Soal singkat 1:
Salin tanpa perubahan bagian teks bacaan mulai dari "Lalu ibuku bertanya" sampai dengan "dia kembali bertanya.".
Soal singkat 2:
Dalam teks bacaan, apa jawaban si pencerita ketika ditanya di mana SMA-nya?

Teks bacaan:
▼
Dia kembali bertanya padaku "SMA nya dimana mas?".

"SMA Negeri 1", jawabku singkat.

Lalu ibuku bertanya padanya, "Mas, anaknya yang kemarin itu mana?".

Dia kembali bertanya, "Anak yang mana bu?".

Lalu ibuku menjelaskannya, "Itu lho mas, yang kemarin itu, anaknya gemuk, besar".

"Emangnya ibu kemarin lihat?", dia kembali bertanya.

"Iya, dia kan kemarin yang kesini, pas saya nganter Azril potong disini, terus dia minta uang ke mas, dan mas ngasih uang sama kunci sepeda motor", jelas ibuku.

"Itu pacar saya bu", tuturnya singkat.

Ibuku yang tak percaya, bertanya lagi "Lho mas, bukannya itu anaknya mas ya?. Bukannya istri mas itu perempuan yang kurus kecil yang kemarin duduk di sebelah itu?".

Dengan merapikan rambut belakang ku, dia menjawab, "Itu istri kakak saya bu".
▲
Data tercatat:
▼
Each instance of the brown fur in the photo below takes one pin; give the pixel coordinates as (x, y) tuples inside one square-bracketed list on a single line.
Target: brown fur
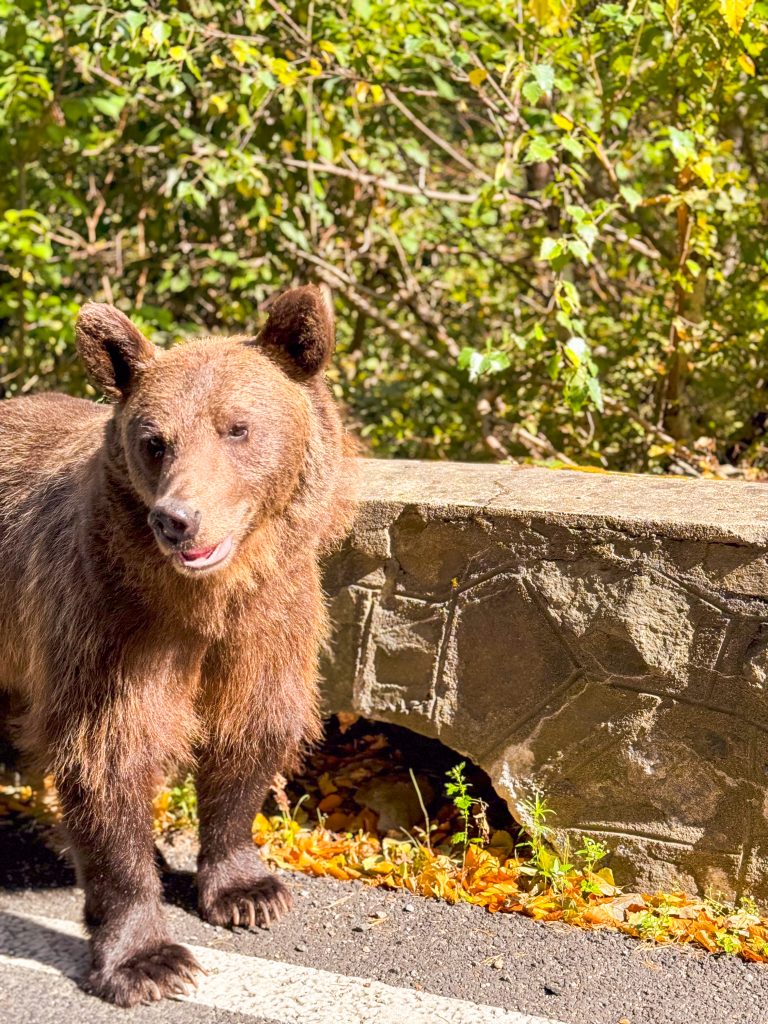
▲
Jawaban lengkap 1:
Lalu ibuku bertanya padanya, "Mas, anaknya yang kemarin itu mana?".

Dia kembali bertanya, "Anak yang mana bu?".

Lalu ibuku menjelaskannya, "Itu lho mas, yang kemarin itu, anaknya gemuk, besar".

"Emangnya ibu kemarin lihat?", dia kembali bertanya.

Jawaban lengkap 2:
SMA Negeri 1.